_Exercise materials_:
'''

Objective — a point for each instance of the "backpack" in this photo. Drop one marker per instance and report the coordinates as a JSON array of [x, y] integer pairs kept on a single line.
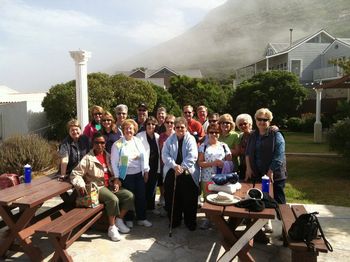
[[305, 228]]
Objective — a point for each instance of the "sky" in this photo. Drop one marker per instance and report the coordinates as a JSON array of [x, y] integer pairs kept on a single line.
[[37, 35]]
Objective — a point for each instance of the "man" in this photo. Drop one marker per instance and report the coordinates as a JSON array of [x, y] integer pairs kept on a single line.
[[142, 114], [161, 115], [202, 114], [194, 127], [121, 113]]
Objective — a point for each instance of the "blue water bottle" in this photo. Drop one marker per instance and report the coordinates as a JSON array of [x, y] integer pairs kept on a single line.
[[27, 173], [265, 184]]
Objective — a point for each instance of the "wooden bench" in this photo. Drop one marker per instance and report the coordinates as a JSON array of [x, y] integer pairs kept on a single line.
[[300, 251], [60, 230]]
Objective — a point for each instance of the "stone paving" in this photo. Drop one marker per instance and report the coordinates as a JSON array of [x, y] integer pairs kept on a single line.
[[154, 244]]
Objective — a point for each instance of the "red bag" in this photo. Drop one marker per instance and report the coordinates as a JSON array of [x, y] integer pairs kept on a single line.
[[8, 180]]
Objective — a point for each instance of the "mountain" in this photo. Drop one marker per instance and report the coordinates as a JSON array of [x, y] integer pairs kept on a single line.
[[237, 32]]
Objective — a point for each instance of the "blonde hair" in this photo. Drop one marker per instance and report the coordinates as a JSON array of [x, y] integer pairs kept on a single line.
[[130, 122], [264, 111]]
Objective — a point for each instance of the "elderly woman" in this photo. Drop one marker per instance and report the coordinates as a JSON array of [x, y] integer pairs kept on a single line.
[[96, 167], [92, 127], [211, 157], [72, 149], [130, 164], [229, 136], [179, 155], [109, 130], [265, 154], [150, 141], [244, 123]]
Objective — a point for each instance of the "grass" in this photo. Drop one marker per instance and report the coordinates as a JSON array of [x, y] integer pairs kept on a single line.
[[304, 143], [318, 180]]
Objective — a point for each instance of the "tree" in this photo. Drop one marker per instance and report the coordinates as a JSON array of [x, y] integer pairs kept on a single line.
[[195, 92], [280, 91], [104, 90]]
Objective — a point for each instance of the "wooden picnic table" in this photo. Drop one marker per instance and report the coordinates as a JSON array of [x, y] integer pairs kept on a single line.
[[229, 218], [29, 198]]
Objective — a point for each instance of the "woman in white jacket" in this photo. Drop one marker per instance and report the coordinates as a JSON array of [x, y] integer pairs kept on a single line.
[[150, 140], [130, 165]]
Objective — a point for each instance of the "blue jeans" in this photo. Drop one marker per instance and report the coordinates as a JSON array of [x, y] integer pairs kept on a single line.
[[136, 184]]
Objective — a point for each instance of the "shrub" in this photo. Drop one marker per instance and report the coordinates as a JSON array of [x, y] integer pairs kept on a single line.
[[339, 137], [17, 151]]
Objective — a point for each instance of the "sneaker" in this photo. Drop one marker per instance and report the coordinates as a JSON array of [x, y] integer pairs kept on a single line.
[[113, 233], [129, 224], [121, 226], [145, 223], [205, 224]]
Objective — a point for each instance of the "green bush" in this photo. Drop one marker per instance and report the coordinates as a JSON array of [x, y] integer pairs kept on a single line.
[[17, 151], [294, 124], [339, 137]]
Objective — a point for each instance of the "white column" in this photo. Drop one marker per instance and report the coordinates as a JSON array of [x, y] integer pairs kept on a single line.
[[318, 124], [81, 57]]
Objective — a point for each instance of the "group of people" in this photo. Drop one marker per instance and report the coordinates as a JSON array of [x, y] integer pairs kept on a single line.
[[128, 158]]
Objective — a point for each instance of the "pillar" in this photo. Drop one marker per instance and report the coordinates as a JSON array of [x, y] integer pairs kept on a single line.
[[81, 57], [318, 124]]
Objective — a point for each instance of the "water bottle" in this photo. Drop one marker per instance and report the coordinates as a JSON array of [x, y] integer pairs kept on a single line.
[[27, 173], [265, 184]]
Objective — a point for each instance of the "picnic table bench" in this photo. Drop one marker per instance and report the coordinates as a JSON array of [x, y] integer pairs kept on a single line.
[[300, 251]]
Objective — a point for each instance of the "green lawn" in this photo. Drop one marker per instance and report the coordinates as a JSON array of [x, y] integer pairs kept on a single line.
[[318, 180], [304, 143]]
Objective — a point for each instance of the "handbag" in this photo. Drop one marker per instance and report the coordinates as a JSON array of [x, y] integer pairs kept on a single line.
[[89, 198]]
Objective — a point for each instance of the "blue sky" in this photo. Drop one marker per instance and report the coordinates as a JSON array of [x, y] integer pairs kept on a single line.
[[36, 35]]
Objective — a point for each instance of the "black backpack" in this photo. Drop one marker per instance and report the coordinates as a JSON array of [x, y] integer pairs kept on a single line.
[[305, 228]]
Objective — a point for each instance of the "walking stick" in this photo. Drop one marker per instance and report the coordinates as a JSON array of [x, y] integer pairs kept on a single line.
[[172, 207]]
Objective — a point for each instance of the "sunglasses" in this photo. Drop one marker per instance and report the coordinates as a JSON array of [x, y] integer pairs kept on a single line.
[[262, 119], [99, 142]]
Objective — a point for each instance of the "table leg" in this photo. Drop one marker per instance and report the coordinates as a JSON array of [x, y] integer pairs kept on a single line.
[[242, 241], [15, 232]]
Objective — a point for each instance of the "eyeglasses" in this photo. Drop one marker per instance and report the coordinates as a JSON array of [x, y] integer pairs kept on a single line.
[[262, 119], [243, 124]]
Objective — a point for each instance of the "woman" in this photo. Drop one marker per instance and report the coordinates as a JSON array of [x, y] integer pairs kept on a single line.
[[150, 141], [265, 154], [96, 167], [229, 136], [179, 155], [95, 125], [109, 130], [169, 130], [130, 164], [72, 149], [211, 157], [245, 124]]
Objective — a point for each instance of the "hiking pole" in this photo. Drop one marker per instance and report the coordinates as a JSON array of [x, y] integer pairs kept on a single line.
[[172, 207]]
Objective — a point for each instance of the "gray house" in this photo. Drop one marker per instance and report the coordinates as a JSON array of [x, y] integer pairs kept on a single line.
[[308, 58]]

'''

_Problem to work on_:
Please reproduce the listing exactly, leaving out any pictures.

_Exercise response_:
Objective — a point for each instance of the "backpack" in this photo. Drop one marker per instance and report the coordinates as a JSON array of [x, y] integer pairs kept on a single line.
[[305, 228]]
Objective — a point for each instance of the "sky" in this photo. Drop one marker per instance and report the coordinates as a JSON array of [x, y] integer pairs kept on a single line.
[[37, 35]]
Objective — a point for each instance of the "man" in this photo. Drop one marker per instance and report the coordinates as a JSON array of [x, y] integer pairs kept on a single line.
[[142, 114], [161, 115], [202, 114], [194, 127], [121, 113]]
Objective — a point for each instance of the "blue water bottle" in this photo. Drop one marker per instance and report the coordinates as a JSON array of [x, y] integer pairs kept on a single line.
[[27, 173], [265, 184]]
Objective — a point for each instance of the "wooden bench" in this photo. Drop one marker per instance and report the coordinates as a JSON array of [x, y] integer pairs kept on a single line.
[[300, 251], [60, 230]]
Objective — a point for each instance of the "stone paving" in this photo. Drop one marker per instance and report the coordinates as a JSON array of [x, y] integer pairs kept on a single line.
[[154, 244]]
Objective — a point for each instance of the "red bag" in this photo. Drop one marker per instance and report the coordinates as a JSON array of [x, y] integer pairs kept on a single line.
[[8, 180]]
Objective — a point for each instance of the "mountain" in this photo. Drop one marker per instance and report the coordinates as a JSON array of [x, y] integer pairs kept on a single line.
[[237, 32]]
Objective — a point for each instance of the "blonde hair" in this photo. Drop one marker per instance and report the coordinates as a JSON array of [x, y] integer pairs kept on a single line.
[[130, 122], [264, 111]]
Objective — a point for each instance of the "elderly woman" in this photo. Drop one marker per instance and report the coordinates as a JSON array of [x, y] integer pairs kept on a single line.
[[96, 167], [92, 127], [211, 157], [72, 149], [130, 164], [229, 136], [179, 155], [109, 130], [265, 154], [150, 141], [244, 123]]
Objective — a point for each instance of the "grass" in this photo. Drop one marker per instance and report the coordinates as a JSON array of [x, y] integer pairs kept on a single line.
[[304, 143], [318, 180]]
Objective — a point for each instance of the "tree" in this photo. Drop one marker per instance and report the coordinates as a JSON array of [x, y] integer pairs kept on a single line.
[[195, 92], [280, 91], [104, 90]]
Objective — a point for each instance of the "wooden picnic table" in this photo. Drop one marker per instance and report the coordinates as a JSON array of [x, y] integer pairs kept on a single line.
[[229, 218], [29, 198]]
Objective — a point for each instance of the "woman in white jacket" in this photo. Drop one marker per instance and report the coordinates as a JSON array of [x, y] integer pairs kept on a single line.
[[150, 140], [130, 165]]
Objective — a point for each instance of the "blue jeans" in this photo. Drop one marker per instance and report the coordinates as a JSON array of [x, y] integer pairs kept on a single line.
[[136, 184]]
Objective — a point for each instance of the "shrub" in this photo. Drop one marker per instance and report the coordinates as a JSON array of [x, y] integer pairs kept on a single line.
[[339, 137], [17, 151]]
Objective — a point for each instance of the "sneaker" in this photo. Drop one marker per instance and report the coordinates as a JSON array of [x, y] integer pairs kept on a single line.
[[113, 233], [129, 224], [121, 226], [145, 223], [205, 224]]
Objective — a point for each instance of the "green bush" in this photo. Drop one marker per instance and report the coordinates as a JSON array of [x, y] integer pairs kept on a single line.
[[17, 151], [294, 124], [339, 137]]
Objective — a point for each instance of the "white column" in this photo. Drop one marker per instance and report the coordinates as a JSON array of [x, y] integer pairs kept on a single line.
[[318, 124], [81, 57]]
Objective — a point for each instance of the "group of people" in this photo. Drop one marker per instance and report the coordinates as a JSON array of [x, y] integer pairs kept on a single line.
[[128, 158]]
Objective — a point for each instance of the "pillar" in this photo. Drop one marker per instance and report the coordinates as a JSON array of [x, y] integer pairs kept on a single line.
[[81, 57], [318, 124]]
Objective — a point for each instance of the "water bottle" in this photo. Drop one marker per instance and report the coordinates as a JSON array of [x, y] integer pairs kept on a single line.
[[27, 173], [265, 184]]
Objective — a point for each instance of the "picnic table bench" in this photo. Drop one marker per instance and report the coordinates as a JSON array of [x, y] integer pairs kept on a single line.
[[300, 251]]
Objective — a point for each instance of the "green lawn" in this photo. Drop one marker per instance and report the coordinates as a JSON array of [x, y] integer pairs kept on a single line.
[[318, 180], [304, 143]]
Objective — a point for each instance of the "handbag" in this photo. Drop one marker per instance and report the coordinates as a JSON array of [x, y] integer pairs kept on a single line.
[[89, 198]]
Objective — a point for each instance of the "blue sky" in this photo. Drop one marker per instance and report the coordinates as a JSON array of [x, y] integer pairs kept on a single line.
[[36, 35]]
Objective — a point for each instance of the "black backpack" in this photo. Drop one marker per instance and report the coordinates as a JSON array of [x, y] integer pairs kept on a single line.
[[305, 228]]
Objective — a point for each instance of the "walking stick" in this photo. Drop one marker per instance and report the coordinates as a JSON array of [x, y] integer pairs kept on a single line.
[[172, 207]]
Objective — a point for each instance of the "sunglasses" in this photo. Drop one marker per instance and report the coordinates as a JSON array of [x, y] integer pairs kept on a single line.
[[262, 119], [99, 142]]
Objective — a point for each instance of the "table leg" in this photo. Drop one marker per instance and report the coordinates as a JSON array of [x, y] integer pairs kept on a single line.
[[242, 241], [15, 232]]
Objective — a point for each instance of the "eyeglasses" in this photo. Drop one marker per instance and report the coordinates as a JSON array of [x, y] integer pairs kept on a single line.
[[262, 119], [243, 124]]
Objective — a point for each instance of the "woman" in this photo. Drop one marker per instance and report the coordinates as a JSON array of [x, y] integer pairs kept on a single line.
[[150, 141], [265, 154], [96, 167], [229, 136], [179, 155], [95, 125], [109, 130], [169, 130], [130, 164], [72, 149], [211, 157], [245, 124]]
Objective — a point for each instance of the "hiking pole" in this photo. Drop one marker per instance and report the coordinates as a JSON array of [x, y] integer pairs kept on a single line.
[[172, 207]]
Objective — a point for each instance of the "gray house" in this photo. Drop one marker per instance and report the coordinates as a JSON array of [x, y] integer pairs kept on a single line.
[[308, 58]]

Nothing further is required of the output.